INSTRUCTIONS »
a) In the forum thread's stripped-down example, which two columns make up the UserFriends table?
b) Return the lines of the records unchanged, from the line containing "Each instance receives one keypoint. Mark the concrete" through the final line of the records, both included.

===== PAGE EXCERPT =====

# Miscellaneous > Database Design >  Query to add 2 queries?

## helamin

Hi there,

I have a database table that has entries of users and their friends. so this tblFriendUser has a column called UserName and another column called FriendUserName. 
I am trying to get a list of friends for that particular user. Note that if User1 initiated the friend request, he will be listed as UserName and his friend as FriendUserName, but if his friend initiated the friend request, it will be vice versa: him being the FriendUserName and his friend the UserName. So I want the following 2 queries added to one query and returning 2 columns: UserFriendID & UserName, is that possible? Is my design bad? Any suggestions would help! Thanks a lot!


SELECT        UserFriendID, UserName
FROM            tblUserFriends
WHERE        (UserName = @UserName);

SELECT UserFriendID, FriendUserName AS UserName
FROM            tblUserFriends
WHERE        (FriendUserName= @UserName);

----------


## nosepicker

Can a user have more than one friend?  If not, then this design is passable, although not necessarily ideal and probably not normalized.  If a user can have multiple friends, then things will get messy quickly with this design.  If you have other information associated with the users, it would probably be better to have a separate table for all users who could possibly initiate this request, and have that join to this table with the friend relationships.  However, I couldn't really recommend an ideal design without knowing the entire scope of your business logic.

----------


## helamin

yes, it will be a social networking site, with one user being friends with a lot of users. Can anyone please point me in the right direction as far as the design is concerned? I appreciate it.

----------


## nosepicker

Again, without knowing what your business requirements are, I can't give you a comprehensive example, but here is a sort of stripped-down one:

CREATE TABLE Users (
UserID	int	NOT NULL,
UserName	varchar(100)	NOT NULL,
Birthdate	datetime	NULL,
Address	varchar(100)	NULL,
Phone	varchar(15)	NULL)

CREATE TABLE UserFriends (
UserID	int	NOT NULL,
FriendID	int	NOT NULL)


INSERT INTO Users VALUES(1, 'Joey', '1970-01-01', 'Address1', '555-1111')
INSERT INTO Users VALUES(2, 'Chandler', '1970-02-01', 'Address2', '555-2222')
INSERT INTO Users VALUES(3, 'Ross', '1970-03-01', 'Address3', '555-3333')
INSERT INTO Users VALUES(4, 'Monica', '1970-04-01', 'Address4', '555-4444')
INSERT INTO Users VALUES(5, 'Phoebe', '1970-05-01', 'Address5', '555-5555')
INSERT INTO Users VALUES(6, 'Rachel', '1970-06-01', 'Address6', '555-6666')

===== RECORDS FOR THE EXERCISE =====

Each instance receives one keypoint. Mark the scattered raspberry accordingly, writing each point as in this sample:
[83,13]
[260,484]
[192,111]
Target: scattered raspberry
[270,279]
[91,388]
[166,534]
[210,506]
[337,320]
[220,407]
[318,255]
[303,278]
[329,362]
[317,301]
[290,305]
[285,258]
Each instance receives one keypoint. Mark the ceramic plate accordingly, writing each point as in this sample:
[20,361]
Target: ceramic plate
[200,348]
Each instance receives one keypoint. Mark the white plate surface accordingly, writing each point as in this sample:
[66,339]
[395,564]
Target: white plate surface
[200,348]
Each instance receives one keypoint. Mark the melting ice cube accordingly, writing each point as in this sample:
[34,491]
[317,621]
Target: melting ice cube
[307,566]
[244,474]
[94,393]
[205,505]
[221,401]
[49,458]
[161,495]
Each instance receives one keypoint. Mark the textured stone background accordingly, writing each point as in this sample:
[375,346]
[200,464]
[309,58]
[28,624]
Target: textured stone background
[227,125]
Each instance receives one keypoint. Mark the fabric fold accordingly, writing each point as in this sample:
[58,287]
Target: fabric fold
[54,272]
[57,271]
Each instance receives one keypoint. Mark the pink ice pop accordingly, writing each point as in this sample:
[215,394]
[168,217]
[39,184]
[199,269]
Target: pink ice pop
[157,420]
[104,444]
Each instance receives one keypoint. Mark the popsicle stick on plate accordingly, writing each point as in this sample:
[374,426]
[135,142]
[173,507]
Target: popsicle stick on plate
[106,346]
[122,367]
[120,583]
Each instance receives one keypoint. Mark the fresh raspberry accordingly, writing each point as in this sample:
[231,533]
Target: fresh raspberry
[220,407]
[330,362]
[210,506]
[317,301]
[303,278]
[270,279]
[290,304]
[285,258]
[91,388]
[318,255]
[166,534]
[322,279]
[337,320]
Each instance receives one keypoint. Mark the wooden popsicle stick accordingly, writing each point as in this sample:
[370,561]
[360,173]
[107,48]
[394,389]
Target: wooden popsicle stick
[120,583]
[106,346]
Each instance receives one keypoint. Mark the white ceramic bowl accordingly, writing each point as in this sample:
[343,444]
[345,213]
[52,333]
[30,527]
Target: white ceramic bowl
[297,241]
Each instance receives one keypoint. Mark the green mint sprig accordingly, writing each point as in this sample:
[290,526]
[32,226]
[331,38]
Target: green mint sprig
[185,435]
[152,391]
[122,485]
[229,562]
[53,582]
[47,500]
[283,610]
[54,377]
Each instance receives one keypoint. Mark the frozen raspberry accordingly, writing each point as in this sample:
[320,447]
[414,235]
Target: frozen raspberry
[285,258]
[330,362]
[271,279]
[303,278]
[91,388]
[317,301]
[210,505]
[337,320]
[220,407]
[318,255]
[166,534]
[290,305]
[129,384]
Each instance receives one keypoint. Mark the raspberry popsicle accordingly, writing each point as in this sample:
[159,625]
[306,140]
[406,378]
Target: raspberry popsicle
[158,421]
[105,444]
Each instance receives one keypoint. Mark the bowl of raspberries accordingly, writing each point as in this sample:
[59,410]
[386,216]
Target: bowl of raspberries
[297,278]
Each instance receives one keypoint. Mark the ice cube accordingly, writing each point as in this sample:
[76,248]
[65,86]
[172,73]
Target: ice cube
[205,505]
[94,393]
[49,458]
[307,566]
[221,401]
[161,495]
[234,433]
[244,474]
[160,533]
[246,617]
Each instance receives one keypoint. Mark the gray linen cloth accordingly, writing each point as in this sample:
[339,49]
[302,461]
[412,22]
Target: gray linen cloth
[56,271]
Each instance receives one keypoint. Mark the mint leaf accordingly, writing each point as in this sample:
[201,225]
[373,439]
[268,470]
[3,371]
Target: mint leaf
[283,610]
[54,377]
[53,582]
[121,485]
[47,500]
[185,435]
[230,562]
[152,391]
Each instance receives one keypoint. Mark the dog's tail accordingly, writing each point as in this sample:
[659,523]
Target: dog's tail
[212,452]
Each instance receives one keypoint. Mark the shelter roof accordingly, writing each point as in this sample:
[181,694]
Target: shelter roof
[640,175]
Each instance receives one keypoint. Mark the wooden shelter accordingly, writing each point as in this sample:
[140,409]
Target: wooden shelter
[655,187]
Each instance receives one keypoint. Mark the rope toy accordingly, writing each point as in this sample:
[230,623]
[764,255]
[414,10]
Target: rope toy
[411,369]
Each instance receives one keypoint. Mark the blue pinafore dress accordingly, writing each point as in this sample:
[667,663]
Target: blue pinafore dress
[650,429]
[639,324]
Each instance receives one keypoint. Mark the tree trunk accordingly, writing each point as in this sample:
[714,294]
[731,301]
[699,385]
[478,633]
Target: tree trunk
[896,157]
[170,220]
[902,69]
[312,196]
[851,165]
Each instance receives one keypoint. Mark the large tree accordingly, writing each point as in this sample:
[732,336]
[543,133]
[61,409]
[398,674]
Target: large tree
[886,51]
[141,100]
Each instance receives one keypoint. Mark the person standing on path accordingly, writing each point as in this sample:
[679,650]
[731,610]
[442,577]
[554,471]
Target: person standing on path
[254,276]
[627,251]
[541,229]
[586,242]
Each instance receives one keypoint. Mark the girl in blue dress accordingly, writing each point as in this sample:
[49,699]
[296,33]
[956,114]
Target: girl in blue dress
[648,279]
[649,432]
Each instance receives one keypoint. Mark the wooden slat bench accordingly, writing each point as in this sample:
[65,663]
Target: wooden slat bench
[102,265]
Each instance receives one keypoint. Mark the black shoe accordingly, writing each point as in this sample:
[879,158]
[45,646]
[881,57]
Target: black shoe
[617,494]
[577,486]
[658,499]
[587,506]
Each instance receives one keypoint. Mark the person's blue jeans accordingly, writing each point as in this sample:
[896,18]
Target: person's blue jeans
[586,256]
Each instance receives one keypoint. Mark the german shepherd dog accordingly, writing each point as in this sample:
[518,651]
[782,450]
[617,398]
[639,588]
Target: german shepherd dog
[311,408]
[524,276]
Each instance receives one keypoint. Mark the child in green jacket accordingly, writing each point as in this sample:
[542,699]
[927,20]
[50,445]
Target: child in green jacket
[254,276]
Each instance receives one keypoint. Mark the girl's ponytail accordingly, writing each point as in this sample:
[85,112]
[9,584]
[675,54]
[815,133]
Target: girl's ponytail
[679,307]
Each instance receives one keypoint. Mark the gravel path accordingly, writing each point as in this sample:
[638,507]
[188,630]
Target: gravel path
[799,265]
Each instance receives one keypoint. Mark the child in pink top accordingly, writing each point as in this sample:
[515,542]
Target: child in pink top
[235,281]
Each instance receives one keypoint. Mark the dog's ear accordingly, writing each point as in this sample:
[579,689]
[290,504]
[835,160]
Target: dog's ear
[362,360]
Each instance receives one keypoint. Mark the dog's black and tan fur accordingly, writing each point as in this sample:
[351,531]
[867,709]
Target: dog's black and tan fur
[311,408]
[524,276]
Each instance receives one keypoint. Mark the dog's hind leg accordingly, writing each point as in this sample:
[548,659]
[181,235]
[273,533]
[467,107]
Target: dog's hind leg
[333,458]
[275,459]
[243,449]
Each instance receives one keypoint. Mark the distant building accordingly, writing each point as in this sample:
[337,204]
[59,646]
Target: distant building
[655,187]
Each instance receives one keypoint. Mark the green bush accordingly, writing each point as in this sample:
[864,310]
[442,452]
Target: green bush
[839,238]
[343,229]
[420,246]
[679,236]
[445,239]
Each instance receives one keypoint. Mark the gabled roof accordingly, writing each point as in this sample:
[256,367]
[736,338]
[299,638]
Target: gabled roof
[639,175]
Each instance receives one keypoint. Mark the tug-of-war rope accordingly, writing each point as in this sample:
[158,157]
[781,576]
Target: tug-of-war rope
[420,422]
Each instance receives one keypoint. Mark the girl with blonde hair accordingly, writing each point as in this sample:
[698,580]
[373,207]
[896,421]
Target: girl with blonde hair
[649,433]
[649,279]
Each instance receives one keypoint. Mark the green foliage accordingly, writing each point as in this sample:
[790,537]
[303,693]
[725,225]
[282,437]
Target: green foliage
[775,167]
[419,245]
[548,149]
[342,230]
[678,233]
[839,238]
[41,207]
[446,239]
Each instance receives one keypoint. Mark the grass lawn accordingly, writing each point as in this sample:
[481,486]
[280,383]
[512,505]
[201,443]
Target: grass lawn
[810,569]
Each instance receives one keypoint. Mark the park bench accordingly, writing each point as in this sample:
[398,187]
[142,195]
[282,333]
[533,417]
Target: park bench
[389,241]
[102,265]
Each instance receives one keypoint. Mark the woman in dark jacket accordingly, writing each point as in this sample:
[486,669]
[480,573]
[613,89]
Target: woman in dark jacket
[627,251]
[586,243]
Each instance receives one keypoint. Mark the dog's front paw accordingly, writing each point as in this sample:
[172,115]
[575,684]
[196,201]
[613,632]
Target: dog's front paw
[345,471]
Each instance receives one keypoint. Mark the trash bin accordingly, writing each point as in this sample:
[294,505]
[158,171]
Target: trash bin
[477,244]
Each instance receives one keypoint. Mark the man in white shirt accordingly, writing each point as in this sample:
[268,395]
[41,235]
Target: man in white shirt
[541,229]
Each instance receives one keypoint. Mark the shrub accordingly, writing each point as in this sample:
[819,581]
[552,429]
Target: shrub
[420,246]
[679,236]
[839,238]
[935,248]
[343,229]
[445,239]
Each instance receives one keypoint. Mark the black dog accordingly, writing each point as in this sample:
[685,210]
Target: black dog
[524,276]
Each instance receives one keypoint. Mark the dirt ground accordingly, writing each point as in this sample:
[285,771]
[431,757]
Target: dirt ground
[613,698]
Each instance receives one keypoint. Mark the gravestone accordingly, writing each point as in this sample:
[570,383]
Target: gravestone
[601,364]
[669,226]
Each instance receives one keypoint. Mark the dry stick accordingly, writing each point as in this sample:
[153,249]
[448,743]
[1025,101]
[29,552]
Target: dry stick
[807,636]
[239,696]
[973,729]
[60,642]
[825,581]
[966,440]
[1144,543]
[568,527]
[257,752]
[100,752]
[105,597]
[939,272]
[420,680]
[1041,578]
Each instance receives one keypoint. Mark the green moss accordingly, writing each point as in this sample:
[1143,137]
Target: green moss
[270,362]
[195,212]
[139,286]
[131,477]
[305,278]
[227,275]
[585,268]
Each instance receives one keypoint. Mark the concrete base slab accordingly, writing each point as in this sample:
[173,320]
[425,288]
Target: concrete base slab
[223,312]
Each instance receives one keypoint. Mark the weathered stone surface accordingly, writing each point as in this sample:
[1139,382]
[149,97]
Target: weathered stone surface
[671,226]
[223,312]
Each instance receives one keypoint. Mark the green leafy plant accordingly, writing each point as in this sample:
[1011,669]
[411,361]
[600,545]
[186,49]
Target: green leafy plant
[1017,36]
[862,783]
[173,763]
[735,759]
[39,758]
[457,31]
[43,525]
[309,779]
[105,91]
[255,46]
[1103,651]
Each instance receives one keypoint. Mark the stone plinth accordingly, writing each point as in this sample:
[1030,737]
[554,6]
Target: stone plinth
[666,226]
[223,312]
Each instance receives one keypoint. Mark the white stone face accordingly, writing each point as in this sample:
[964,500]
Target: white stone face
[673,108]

=====

ANSWERS PER TASK »
a) UserID and FriendID.

b)
Each instance receives one keypoint. Mark the concrete base slab accordingly, writing each point as in this sample:
[173,320]
[425,288]
Target: concrete base slab
[223,312]
Each instance receives one keypoint. Mark the weathered stone surface accordingly, writing each point as in this sample:
[1139,382]
[149,97]
Target: weathered stone surface
[671,226]
[223,312]
Each instance receives one keypoint. Mark the green leafy plant accordingly, writing each point as in this sample:
[1011,669]
[411,361]
[600,545]
[186,49]
Target: green leafy plant
[1017,36]
[862,783]
[173,763]
[735,759]
[39,758]
[457,31]
[43,525]
[309,779]
[105,91]
[255,46]
[1103,651]
Each instance receives one keypoint. Mark the stone plinth accordingly, writing each point as in this sample:
[1030,737]
[554,6]
Target: stone plinth
[666,226]
[223,312]
Each instance receives one keypoint. Mark the white stone face accordingly, writing each point as in this sample:
[964,500]
Target: white stone face
[673,108]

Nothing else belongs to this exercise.